Lignes du jeu de données sur la position des objets:

○ ○ ○ ○ ○

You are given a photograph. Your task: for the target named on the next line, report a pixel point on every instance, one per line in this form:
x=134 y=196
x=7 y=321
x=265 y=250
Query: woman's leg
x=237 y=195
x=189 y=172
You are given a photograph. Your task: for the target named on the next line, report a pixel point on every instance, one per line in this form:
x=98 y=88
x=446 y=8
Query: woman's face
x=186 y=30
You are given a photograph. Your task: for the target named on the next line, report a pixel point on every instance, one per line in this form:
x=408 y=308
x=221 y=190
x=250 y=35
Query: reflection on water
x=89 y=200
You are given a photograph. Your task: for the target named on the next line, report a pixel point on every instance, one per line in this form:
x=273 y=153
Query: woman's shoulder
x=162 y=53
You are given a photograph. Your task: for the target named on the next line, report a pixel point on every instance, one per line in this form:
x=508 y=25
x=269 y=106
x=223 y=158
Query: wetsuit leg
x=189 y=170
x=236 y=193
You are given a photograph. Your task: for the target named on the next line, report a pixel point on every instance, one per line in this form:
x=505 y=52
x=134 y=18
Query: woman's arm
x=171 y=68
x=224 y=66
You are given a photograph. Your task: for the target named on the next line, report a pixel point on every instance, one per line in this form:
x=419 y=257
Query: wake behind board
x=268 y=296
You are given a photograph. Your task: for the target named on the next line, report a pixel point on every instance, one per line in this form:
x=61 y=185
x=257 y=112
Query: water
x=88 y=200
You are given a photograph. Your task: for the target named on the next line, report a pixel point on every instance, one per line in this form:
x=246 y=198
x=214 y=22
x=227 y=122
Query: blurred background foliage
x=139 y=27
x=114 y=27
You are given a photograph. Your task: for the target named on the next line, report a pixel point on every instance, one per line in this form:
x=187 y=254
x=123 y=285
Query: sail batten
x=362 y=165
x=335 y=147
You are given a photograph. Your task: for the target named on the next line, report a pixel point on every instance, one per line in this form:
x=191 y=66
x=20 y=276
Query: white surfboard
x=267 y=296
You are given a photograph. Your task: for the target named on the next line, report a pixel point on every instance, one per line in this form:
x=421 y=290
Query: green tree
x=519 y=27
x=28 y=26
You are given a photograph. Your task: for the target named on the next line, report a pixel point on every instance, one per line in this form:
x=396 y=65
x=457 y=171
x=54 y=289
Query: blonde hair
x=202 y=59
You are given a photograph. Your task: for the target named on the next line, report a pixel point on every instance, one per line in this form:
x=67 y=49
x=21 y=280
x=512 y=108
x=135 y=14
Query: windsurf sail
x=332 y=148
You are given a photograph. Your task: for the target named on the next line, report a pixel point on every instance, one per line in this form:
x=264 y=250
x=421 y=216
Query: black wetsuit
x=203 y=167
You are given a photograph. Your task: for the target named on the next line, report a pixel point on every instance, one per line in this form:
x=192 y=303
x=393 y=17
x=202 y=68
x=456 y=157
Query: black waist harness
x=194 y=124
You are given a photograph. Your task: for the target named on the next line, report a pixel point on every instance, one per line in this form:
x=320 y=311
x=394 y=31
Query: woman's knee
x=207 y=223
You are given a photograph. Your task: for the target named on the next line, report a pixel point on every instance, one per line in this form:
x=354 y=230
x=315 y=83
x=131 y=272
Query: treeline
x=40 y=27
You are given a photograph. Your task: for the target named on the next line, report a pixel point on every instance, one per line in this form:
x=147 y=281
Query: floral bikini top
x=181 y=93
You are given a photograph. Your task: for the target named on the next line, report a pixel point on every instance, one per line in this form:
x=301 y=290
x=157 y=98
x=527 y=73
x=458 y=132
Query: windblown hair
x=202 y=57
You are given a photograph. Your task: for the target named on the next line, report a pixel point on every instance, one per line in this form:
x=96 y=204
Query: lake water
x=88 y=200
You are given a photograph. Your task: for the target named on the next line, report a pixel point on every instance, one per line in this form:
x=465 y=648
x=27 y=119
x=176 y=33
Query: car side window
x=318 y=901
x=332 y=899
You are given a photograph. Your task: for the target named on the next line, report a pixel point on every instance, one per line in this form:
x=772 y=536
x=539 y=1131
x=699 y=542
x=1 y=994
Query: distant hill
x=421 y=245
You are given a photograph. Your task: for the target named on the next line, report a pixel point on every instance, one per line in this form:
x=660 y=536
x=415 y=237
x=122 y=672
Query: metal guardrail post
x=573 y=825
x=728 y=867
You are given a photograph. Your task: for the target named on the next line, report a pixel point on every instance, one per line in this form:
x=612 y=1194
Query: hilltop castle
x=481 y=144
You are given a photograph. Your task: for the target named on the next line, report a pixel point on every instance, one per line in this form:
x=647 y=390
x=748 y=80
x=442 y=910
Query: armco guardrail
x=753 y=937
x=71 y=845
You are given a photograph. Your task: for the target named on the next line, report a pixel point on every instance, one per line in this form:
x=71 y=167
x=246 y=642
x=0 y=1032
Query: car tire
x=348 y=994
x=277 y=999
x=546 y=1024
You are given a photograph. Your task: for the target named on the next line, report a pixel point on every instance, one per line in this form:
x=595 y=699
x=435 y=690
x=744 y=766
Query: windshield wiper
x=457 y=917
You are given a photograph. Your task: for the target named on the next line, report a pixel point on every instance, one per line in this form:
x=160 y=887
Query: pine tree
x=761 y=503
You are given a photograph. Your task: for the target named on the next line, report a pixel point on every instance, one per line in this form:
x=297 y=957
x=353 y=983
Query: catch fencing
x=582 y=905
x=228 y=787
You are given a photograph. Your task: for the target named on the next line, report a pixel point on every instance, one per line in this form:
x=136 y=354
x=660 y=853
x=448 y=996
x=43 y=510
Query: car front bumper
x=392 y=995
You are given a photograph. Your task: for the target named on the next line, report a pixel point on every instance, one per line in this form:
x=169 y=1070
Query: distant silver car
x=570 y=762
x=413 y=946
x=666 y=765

○ ○ ○ ○ ○

Consignes de l'exercice: Recopiez intégralement la liste ci-dessus, ligne par ligne, sans y apporter la moindre modification.

Réponse complète:
You are given a photograph. Your task: for the target named on the next line, report a pixel point on every instance, one per line in this form:
x=134 y=196
x=7 y=321
x=265 y=250
Query: woman's leg
x=237 y=195
x=189 y=172
You are given a photograph. Your task: for the target named on the next line, report a pixel point on every instance, one per line in this form:
x=98 y=88
x=446 y=8
Query: woman's face
x=186 y=30
You are given a photograph. Your task: for the target named on the next line, report a pixel point on every instance, one per line in this form:
x=408 y=308
x=221 y=190
x=250 y=35
Query: reflection on water
x=89 y=200
You are given a photograph. Your task: for the target named on the next line, report a pixel point on every instance, one per line in this form:
x=273 y=153
Query: woman's shoulder
x=162 y=53
You are given a photograph. Your task: for the target named on the next line, report a pixel point on every instance, one per line in this form:
x=508 y=25
x=269 y=106
x=223 y=158
Query: wetsuit leg
x=189 y=170
x=236 y=193
You are given a photograph. Your task: for the target named on the next line, report a pixel point on every instance, one per line in this form:
x=505 y=52
x=134 y=18
Query: woman's arm
x=171 y=68
x=224 y=66
You are given a photograph. Your task: for the target named on the next line, report a pixel point on every instance, one per line in this form:
x=419 y=257
Query: wake behind board
x=268 y=296
You are given a photograph. Your task: for the target named on the next line, report a pixel point on every instance, one per line in this form:
x=61 y=185
x=257 y=112
Query: water
x=88 y=200
You are given a photograph. Your task: for the target named on the next line, report a pixel point on every instance, one per line in this form:
x=246 y=198
x=214 y=22
x=227 y=122
Query: blurred background foliage
x=139 y=27
x=114 y=27
You are given a photograph. Your task: for the target named on the next line, report a pixel point on every instance, one per line in this form:
x=187 y=254
x=123 y=285
Query: sail batten
x=362 y=165
x=335 y=147
You are given a photograph. Your task: for the target named on the next line, report a pixel point on every instance, one per line in this form:
x=191 y=66
x=20 y=276
Query: white surfboard
x=267 y=296
You are given a photograph. Your task: for the target named on the next line, report a pixel point on every instance, one per line in this form:
x=421 y=290
Query: green tree
x=519 y=27
x=28 y=26
You are given a photograph. Your task: for the target named on the next line, report a pixel point on every instance, one per line in this form:
x=396 y=65
x=457 y=171
x=54 y=289
Query: blonde hair
x=202 y=59
You are given a photograph. Your task: for the target named on the next line, report a pixel point on every instance, one per line in this form:
x=67 y=49
x=21 y=280
x=512 y=108
x=135 y=14
Query: windsurf sail
x=332 y=148
You are given a photograph. Your task: for the target named on the next line, report a pixel point on every instance, one per line in this form:
x=264 y=250
x=421 y=216
Query: black wetsuit
x=203 y=167
You are given a photograph. Your task: for the target named on the next line, report a pixel point on every instance, one per line in this form:
x=192 y=303
x=393 y=17
x=202 y=68
x=456 y=157
Query: black waist harness
x=194 y=124
You are given a photograph. Your task: for the target named on the next line, report a pixel point on every instance, one per line in this form:
x=320 y=311
x=394 y=31
Query: woman's knee
x=207 y=223
You are given a photograph. Your task: for the target named on the next line, report a pixel point on every instance, one per line in this form:
x=354 y=230
x=315 y=83
x=131 y=272
Query: treeline
x=40 y=27
You are given a photograph. Your task: for the target named on the next line, report a pixel point on every instance, one per line in this form:
x=147 y=281
Query: floral bikini top
x=181 y=93
You are given a photograph. Your task: for the target named on the next line, report a pixel point on every instance, one per line in this form:
x=301 y=290
x=157 y=98
x=527 y=73
x=458 y=132
Query: windblown hair
x=202 y=57
You are given a photograph. Your task: for the target named on the next line, report a pixel point on every instance, one per line in this form:
x=96 y=204
Query: lake water
x=88 y=200
You are given a photograph. Your task: for the target named on the next line, report a pixel point on every instance, one per line in this form:
x=465 y=648
x=27 y=119
x=176 y=33
Query: car side window
x=318 y=901
x=332 y=899
You are given a photograph. Your task: for the target named on the next line, report a pixel point on every instance, one per line in this form:
x=772 y=536
x=539 y=1131
x=699 y=542
x=1 y=994
Query: distant hill
x=421 y=245
You are given a photograph. Your task: for the target named on the next line, report a pixel point on every instance, one per line in this form:
x=660 y=536
x=415 y=237
x=122 y=672
Query: metal guardrail post
x=573 y=825
x=728 y=867
You are given a photograph. Your task: for the target named on the next line, report a pixel point on every instance, one per line in this form:
x=612 y=1194
Query: hilltop castle
x=481 y=144
You are given a photograph. Your task: for the target named on the next line, report a pixel point on every instance, one per line in this form:
x=647 y=390
x=748 y=80
x=442 y=910
Query: armco guardrail
x=753 y=937
x=71 y=845
You are given a photograph. Your task: for the target named on the next line, report a pixel point on every instance, one per line in this form:
x=71 y=167
x=246 y=642
x=0 y=1032
Query: car tire
x=348 y=994
x=277 y=999
x=546 y=1024
You are given a photograph. Your task: for the target named on the next line, report a pixel point on every instance, one per line in this form:
x=595 y=699
x=435 y=690
x=744 y=766
Query: windshield wiper
x=457 y=917
You are given a photograph. Your task: for the target named on the next line, report a pixel point on every instance, one per line in this form:
x=160 y=887
Query: pine tree
x=761 y=503
You are given a photograph. Your task: for the target named on the next line, report a pixel point on every instance, one per line in this form:
x=297 y=957
x=353 y=983
Query: catch fencing
x=582 y=905
x=228 y=787
You are given a photograph. Your task: for the target named on the next line, report a pixel point on every instance, one per line in this form:
x=136 y=354
x=660 y=853
x=448 y=996
x=43 y=510
Query: car front bumper
x=392 y=995
You are given a photograph. Your task: for the target named on the next line, report a pixel point on every instance, one per line in this form:
x=169 y=1070
Query: distant silver car
x=570 y=762
x=413 y=946
x=666 y=765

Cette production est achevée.